* Task objective: Carry on the PGN movetext specification below, picking up right after its last sentence.

8.2.3.7: Import and export SAN

PGN export format always uses the above canonical SAN to represent moves in the movetext
section of a PGN game. Import format is somewhat more relaxed and it makes allowances for moves
that do not conform exactly to the canonical format. However, these allowances may differ among
different PGN reader programs. Only data appearing in export format is in all cases guaranteed to be
importable into all PGN readers.

31
There are a number of suggested guidelines for use with implementing PGN reader software
for permitting non-canonical SAN move representation. The idea is to have a PGN reader apply
various transformations to attempt to discover the move that is represented by non-canonical input.
Some suggested transformations include: letter case remapping, capture indicator insertion, check
indicator insertion, and checkmate indicator insertion.

8.2.3.8: SAN move suffix annotations

Import format PGN allows for the use of traditional suffix annotations for moves. There are
exactly six such annotations available: “!”, “?”, “!!”, “!?”, “?!”, and “??”. At most one such suffix
annotation may appear per move, and if present, it is always the last part of the move symbol.

When exported, a move suffix annotation is translated into the corresponding Numeric
Annotation Glyph as described in a later section of this document. For example, if the single move
symbol “Qxa8?” appears in an import format PGN movetext, it would be replaced with the two
adjacent symbols “Qxa8 $2”.

8.2.4: Movetext NAG (Numeric Annotation Glyph)

An NAG (Numeric Annotation Glyph) is a movetext element that is used to indicate a simple
annotation in a language independent manner. An NAG is formed from a dollar sign (“$”) with a non-
negative decimal integer suffix. The non-negative integer must be from zero to 255 in value.

8.2.5: Movetext RAV (Recursive Annotation Variation)

An RAV (Recursive Annotation Variation) is a sequence of movetext containing one or more


moves enclosed in parentheses. An RAV is used to represent an alternative variation. The alternate
move sequence given by an RAV is one that may be legally played by first unplaying the move that
appears immediately prior to the RAV. Because the RAV is a recursive construct, it may be nested.

*** The specification for import/export representation of RAV elements needs further
development.

8.2.6: Game Termination Markers

Each movetext section has exactly one game termination marker; the marker always occurs as
the last element in the movetext. The game termination marker is a symbol that is one of the following
four values: “1-0” (White wins), “0-1” (Black wins), “1/2-1/2” (drawn game), and “*” (game in
progress, result unknown, or game abandoned). Note that the digit zero is used in the above; not the
32
upper case letter “O”. The game termination marker appearing in the movetext of a game must match
the value of the game’s Result tag pair. (While the marker appears as a string in the Result tag, it
appears as a symbol without quotes in the movetext.)

* Stored data:

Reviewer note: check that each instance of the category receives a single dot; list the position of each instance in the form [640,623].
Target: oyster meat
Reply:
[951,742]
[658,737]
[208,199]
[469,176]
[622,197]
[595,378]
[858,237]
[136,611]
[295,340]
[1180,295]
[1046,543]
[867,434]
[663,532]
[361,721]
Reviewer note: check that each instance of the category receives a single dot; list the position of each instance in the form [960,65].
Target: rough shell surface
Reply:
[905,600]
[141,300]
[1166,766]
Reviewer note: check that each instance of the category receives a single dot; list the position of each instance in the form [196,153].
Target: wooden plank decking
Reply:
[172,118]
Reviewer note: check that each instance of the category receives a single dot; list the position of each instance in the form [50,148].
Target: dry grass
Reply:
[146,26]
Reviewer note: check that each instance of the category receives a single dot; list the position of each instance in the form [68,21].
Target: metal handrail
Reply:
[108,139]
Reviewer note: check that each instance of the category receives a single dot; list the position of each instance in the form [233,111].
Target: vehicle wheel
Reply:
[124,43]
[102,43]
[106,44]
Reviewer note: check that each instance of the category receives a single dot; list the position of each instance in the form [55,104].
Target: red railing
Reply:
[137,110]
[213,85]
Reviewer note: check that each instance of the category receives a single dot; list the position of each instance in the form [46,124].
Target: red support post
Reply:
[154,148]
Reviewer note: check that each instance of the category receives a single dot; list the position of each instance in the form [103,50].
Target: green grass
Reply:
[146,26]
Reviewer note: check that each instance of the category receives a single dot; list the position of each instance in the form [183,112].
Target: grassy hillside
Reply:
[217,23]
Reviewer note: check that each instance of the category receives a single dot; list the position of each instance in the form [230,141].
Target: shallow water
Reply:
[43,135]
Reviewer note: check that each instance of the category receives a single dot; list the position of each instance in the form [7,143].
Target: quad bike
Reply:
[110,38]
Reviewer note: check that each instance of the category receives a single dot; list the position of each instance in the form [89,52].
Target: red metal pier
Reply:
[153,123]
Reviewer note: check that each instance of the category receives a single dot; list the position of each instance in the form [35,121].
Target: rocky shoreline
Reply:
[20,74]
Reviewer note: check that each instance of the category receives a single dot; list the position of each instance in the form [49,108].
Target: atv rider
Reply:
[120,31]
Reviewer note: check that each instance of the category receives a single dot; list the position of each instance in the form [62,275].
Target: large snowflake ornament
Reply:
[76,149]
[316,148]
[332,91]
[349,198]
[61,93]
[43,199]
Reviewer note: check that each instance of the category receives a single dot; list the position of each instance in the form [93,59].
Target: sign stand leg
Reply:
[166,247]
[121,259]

* Response for this exercise:
33
34
9: Supplemental tag names

The following tag names and their associated semantics are recommended for use for
information not contained in the Seven Tag Roster.

9.1: Player related information

Note that if there is more than one player field in an instance of a player (White or Black) tag,
then there will be corresponding multiple fields in any of the following tags. For example, if the White
tag has the three field value “Jones:Smith:Zacharias” (a consultation game), then the WhiteTitle tag
could have a value of “IM:-:GM” if Jones was an International Master, Smith was untitled, and
Zacharias was a Grandmaster.

9.1.1: Tags: WhiteTitle, BlackTitle

These use string values such as “FM”, “IM”, and “GM”; these tags are used only for the
standard abbreviations for FIDE titles. A value of “-“ is used for an untitled player.

9.1.2: Tags: WhiteElo, BlackElo

These tags use integer values; these are used for FIDE Elo ratings. A value of “-“ is used for
an unrated player.

9.1.3: Tags: WhiteUSCF, BlackUSCF

These tags use integer values; these are used for USCF (United States Chess Federation)
ratings. Similar tag names can be constructed for other rating agencies.

9.1.4: Tags: WhiteNA, BlackNA

These tags use string values; these are the e-mail or network addresses of the players. A value
of “-“ is used for a player without an electronic address.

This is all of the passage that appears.